▶ _Source extract_

Government hospitalised



Colombo, Sri Lanka – Our sources revealed that the Sri Lankan government was admitted to the proctology ward of the General hospital late last week after it complained about abdominal dysfunctions and severe pains in the butt. Leading British proctologist, Doctor Des Browne was pushed in to examine the government even before he was consulted. He later told reporters that he was unable to examine the patient due to an abnormal tightening of its anal sphincter (also known as the Bogollagama Muscle) – a muscular ring controlled by the government to keep the anus closed and prevent shit from going in or coming out.

It is believed that the government first reported these symptoms as it was trying to purge the Liberation Tigers of Tamil Elam (LTTE) – a group of intestinal parasites – out of the digestive system. It is feared that a particularly large and hardened lump of faecal matter comprising of the remaining cadre of the LTTE has been stuck in a one hundred square kilometre area of the rectum worsening the infection and causing severe constipation.

Local and foreign media nurses who have been poking their (gloved?) fingers up the governments arse have diagnosed that the most severe pains were reported in the appendix where close to a hundred thousand indigestible civilians have been stranded. The government has been complaining that the area around the civilians has been infected by HumanRights bacteria and NonGovernmental fungi. The Sri Lankan military doctors have been planning for several weeks if not months to surgically remove the appendix – without any apparent success so far. Dr Hector Weerasinghe, one time director of the Colombo National hospital told reporters that he no longer knows what’s going on, but pointed out that he redid his hairstyle to demonstrate how bad the whole situation has become.

▶ _Assigned task A_
Answer these from the satirical news piece about the hospitalised government, one answer per line, marked the same way:
(i) What other name does the piece give for the anal sphincter?
(ii) How large is the area of the rectum where the lump of faecal matter is said to be stuck?
(iii) What did Dr Hector Weerasinghe say he redid?
▶ _Assigned task B_
From the satirical news piece about the hospitalised government, return the part that opens with the words containing "It is believed" and closes with "causing severe constipation.". Copy it word for word.
▶ _Assigned task C_
Take the satirical news piece about the hospitalised government further, starting right after its last sentence.

▶ _Data_
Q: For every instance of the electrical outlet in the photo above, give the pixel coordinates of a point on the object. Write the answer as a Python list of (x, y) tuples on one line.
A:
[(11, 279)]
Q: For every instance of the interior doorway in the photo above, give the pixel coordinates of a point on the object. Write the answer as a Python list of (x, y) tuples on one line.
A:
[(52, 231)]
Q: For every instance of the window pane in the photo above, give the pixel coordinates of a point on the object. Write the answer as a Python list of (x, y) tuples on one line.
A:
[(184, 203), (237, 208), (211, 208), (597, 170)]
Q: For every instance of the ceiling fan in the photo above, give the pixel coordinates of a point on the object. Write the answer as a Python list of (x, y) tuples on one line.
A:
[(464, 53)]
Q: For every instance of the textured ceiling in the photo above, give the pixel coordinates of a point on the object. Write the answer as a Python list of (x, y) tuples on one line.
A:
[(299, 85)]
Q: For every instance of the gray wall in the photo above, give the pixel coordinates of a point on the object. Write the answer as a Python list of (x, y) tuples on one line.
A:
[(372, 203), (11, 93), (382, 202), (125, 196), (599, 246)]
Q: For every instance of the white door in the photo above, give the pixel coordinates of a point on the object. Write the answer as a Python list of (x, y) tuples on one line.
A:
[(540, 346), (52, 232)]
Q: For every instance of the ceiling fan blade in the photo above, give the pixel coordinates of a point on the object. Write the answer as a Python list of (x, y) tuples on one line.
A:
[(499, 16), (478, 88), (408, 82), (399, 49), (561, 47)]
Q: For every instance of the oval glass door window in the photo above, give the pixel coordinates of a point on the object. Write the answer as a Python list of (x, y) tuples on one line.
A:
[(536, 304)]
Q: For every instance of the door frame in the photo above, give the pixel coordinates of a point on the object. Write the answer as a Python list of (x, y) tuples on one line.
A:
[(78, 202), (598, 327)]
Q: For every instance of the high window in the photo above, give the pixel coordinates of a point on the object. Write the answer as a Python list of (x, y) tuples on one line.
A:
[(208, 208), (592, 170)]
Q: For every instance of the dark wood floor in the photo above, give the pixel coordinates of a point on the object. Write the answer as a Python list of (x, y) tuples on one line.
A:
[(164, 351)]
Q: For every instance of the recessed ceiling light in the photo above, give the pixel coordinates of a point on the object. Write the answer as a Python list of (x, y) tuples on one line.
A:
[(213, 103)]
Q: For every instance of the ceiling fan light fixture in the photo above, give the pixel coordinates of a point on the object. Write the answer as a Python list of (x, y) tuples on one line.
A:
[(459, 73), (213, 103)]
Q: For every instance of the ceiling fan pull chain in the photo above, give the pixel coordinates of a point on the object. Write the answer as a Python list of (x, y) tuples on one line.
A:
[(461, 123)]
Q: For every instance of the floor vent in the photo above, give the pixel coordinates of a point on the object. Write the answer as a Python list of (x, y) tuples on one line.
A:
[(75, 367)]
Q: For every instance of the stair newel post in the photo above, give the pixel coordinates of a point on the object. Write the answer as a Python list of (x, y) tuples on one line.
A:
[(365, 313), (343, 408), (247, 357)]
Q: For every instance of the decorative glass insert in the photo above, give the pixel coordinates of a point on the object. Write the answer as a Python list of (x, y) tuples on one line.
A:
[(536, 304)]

▶ _Task result A_
(i) The Bogollagama Muscle
(ii) One hundred square kilometers
(iii) His hairstyle

▶ _Task result B_
It is believed that the government first reported these symptoms as it was trying to purge the Liberation Tigers of Tamil Elam (LTTE) – a group of intestinal parasites – out of the digestive system. It is feared that a particularly large and hardened lump of faecal matter comprising of the remaining cadre of the LTTE has been stuck in a one hundred square kilometre area of the rectum worsening the infection and causing severe constipation.

▶ _Task result C_
Medical staff complain that the health of the state is difficult to determine – let alone diagnose because the government has been kicking and screaming to prevent sigmoidoscopes being inserted into its rectum. One of the last remaining working stethoscopes in the country was shot last month and one of the Digestive Disorders Diagnosis units of the local media vandalised by a group intent on hiding the symptoms instead of treating the cause. A spokesperson for the free media movement who was struggling to escape from the tight hold between the government’s butt cheeks admitted that “shit happens”.

The patient’s condition is not yet listed as critical, but further ingestion of “visa-guli” administered by local ‘ultra-nationalist’ (hora) Veda Mahaththayas has put the fate of this stubborn patient and its hapless dependants in a perilous situation.